— Start of Provided material —

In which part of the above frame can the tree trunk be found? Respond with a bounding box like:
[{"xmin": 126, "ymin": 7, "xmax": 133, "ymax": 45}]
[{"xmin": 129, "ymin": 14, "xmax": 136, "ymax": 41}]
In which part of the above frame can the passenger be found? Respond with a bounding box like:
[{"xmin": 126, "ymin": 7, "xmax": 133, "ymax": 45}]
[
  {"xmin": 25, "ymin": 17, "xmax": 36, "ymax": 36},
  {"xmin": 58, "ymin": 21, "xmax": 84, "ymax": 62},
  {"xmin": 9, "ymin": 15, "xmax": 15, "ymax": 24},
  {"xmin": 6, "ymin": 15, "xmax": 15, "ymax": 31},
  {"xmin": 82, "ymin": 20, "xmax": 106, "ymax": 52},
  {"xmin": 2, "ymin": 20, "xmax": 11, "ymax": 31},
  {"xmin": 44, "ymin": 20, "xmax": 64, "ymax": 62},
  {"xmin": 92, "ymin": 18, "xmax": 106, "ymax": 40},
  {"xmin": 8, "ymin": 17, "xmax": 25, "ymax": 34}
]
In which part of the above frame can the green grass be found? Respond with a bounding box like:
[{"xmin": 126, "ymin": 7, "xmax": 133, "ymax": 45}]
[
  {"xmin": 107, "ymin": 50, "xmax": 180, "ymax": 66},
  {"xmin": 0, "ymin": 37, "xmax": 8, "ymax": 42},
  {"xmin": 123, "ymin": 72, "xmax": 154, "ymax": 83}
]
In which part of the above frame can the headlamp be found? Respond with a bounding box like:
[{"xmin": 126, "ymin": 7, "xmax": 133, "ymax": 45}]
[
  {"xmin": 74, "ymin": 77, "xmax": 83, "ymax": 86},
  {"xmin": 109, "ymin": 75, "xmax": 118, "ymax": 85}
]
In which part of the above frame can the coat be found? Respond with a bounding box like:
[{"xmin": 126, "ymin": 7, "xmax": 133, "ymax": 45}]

— End of Provided material —

§ Set exercise:
Can you swap each "frame" in the items above for "image" and write out all their lines again with nothing else altered?

§ The output:
In which part of the above image can the tree trunk be found? Respond with a bounding box like:
[{"xmin": 126, "ymin": 7, "xmax": 133, "ymax": 45}]
[{"xmin": 129, "ymin": 14, "xmax": 136, "ymax": 41}]
In which part of the above image can the passenger be found? Respond with a bounding box like:
[{"xmin": 126, "ymin": 7, "xmax": 133, "ymax": 45}]
[
  {"xmin": 25, "ymin": 17, "xmax": 36, "ymax": 36},
  {"xmin": 58, "ymin": 21, "xmax": 84, "ymax": 62},
  {"xmin": 9, "ymin": 15, "xmax": 15, "ymax": 24},
  {"xmin": 6, "ymin": 15, "xmax": 15, "ymax": 31},
  {"xmin": 82, "ymin": 20, "xmax": 106, "ymax": 52},
  {"xmin": 2, "ymin": 20, "xmax": 11, "ymax": 31},
  {"xmin": 44, "ymin": 20, "xmax": 64, "ymax": 62},
  {"xmin": 92, "ymin": 18, "xmax": 106, "ymax": 40},
  {"xmin": 8, "ymin": 17, "xmax": 25, "ymax": 34}
]
In which part of the above image can the green grass be found? Respond with a bounding box like:
[{"xmin": 126, "ymin": 7, "xmax": 133, "ymax": 45}]
[
  {"xmin": 107, "ymin": 50, "xmax": 180, "ymax": 66},
  {"xmin": 0, "ymin": 37, "xmax": 8, "ymax": 42},
  {"xmin": 123, "ymin": 72, "xmax": 154, "ymax": 83}
]
In which part of the above image can the headlamp be found? Respond with a bounding box like:
[{"xmin": 126, "ymin": 7, "xmax": 133, "ymax": 45}]
[
  {"xmin": 74, "ymin": 77, "xmax": 83, "ymax": 86},
  {"xmin": 109, "ymin": 75, "xmax": 118, "ymax": 85}
]
In which part of the above image can the coat be found? Respond with a bounding box like:
[{"xmin": 126, "ymin": 7, "xmax": 133, "ymax": 45}]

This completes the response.